Given passage:
I LEBBEUS TUBBS was born in Lyme, New London County, Connecticut, about 1730, the son of Samuel and Mercy Tubbs. Samuel Tubbs was born September 15, 1699, in Lyme, and continued to live there until 1759, when he removed with his family to the adjoining town of East Haddam. There they lived about a year and then emigrated to Nova Scotia, where Samuel and Lebbeus each took up land-at Horton, in the seats of the expatriated Acadians. (In 1760 a large number of Connecticut peo- ple settled in the townships of Horton and Cornwallis, Kings County, Nova Scotia, and in 1771 they applied to the people of Lyme, New London and other Connecticut towns for charitable contributions for the support of their Church.) In September, 1762, Samuel and Lebbeus Tubbs sold their Horton lands, and returning to Connecticut purchased a farm on the boundaries of the towns of New London and Norwich-the land lying partly in each town. They established their home on the New London portion. In January, 1773, this property was sold, and the next month Lebbeus Tubbs bought from Abel Peirce, of Kingston Township, Wyoming Valley, House Lots Nos. 23 and 24, Meadow Lot No. 2 and Great Lot No. 29 "on ye upper end of Abraham's Plains" in Kingston. Soon thereafter Samuel Tubbs and his wife and Lebbeus Tubbs and his family located in Kingston. About that time the death of Samuel Tubbs occurred. In 1787 his widow Mercy removed to Newtown (now Elmira), New York, where she died of small-pox about the year 1800, aged nearly 100 years. Samuel and Mercy Tubbs were the parents of six children, as follows: (i) Samuel (who was married to Ann Chapman), (ii) Lebbeus (mentioned previously, as well as hereinafter), (iii) John (married to Sarah Sims), (iv) Han- wah (born in 1749; married, Ist, to John Hammond, and 2d, to Daniel Anger; died August 27, 1816), (v) Olive (married to Stephen Gardner), (vi) Phebe (married to Hathaway).


(iii) John Tubbs was a private in Captain Durkee's Westmoreland Independent Company in the Continental service (see page 894), and died in the Summer of 1777 while at home on a furlough from the camp at Morristown, New Jersey.


(ii) Lebbews Tubbs lived in Lyme for the first twenty-four or -five years of his life, and then, hav- ing been married to Bathsheba Hamilton, he and his wife removed to East Haddam. Bathsheba Ham- ilton, born at New London December 1, 1732, was the daughter of Jonathan Hamilton (born in New London June 17, 1709) and his wife Ann, daughter of William and Elizabeth (Smith) Camp.

Given exercise a:
Rewrite the listing below in full, swapping "blurred building" for "out-of-focus building" and changing nothing else.

Records:
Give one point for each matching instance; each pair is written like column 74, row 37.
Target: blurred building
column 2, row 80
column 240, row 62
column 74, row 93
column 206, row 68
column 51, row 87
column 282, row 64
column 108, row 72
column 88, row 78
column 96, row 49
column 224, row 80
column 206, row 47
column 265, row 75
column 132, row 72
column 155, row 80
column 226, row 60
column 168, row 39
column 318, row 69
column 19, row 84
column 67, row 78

Given exercise b:
Carry on the Tubbs family history from its last sentence.

Final answer a:
Give one point for each matching instance; each pair is written like column 74, row 37.
Target: out-of-focus building
column 2, row 80
column 240, row 62
column 74, row 93
column 206, row 68
column 51, row 87
column 282, row 64
column 108, row 72
column 88, row 78
column 96, row 49
column 224, row 80
column 206, row 47
column 265, row 75
column 132, row 72
column 155, row 80
column 226, row 60
column 168, row 39
column 318, row 69
column 19, row 84
column 67, row 78

Final answer b:
During the French and Indian War Lebbeus Tubbs served as a private from April 14 till October 16, 1755 (in the campaign for the reduction of Crown Point-as narrated on page 297, Vol. I), in the 2d Company (commanded by Lieut. Col. John Pitkin of Hartford) of the 1st Connecticut Regiment, commanded by Col. Phineas Lyman. In the campaign of 1759 (see page 482, Vol. I) Lebbeus Tubbs served as a private from May 23 to December 12 in the 12th Company (Nicholas Bishop of New Lon- don, Captain) of the 4th Connecticut Regiment. commanded by Col. Eleazar Fitch. (See "Connecticut Historical Society's Collections", IX : 9 and X : 172.)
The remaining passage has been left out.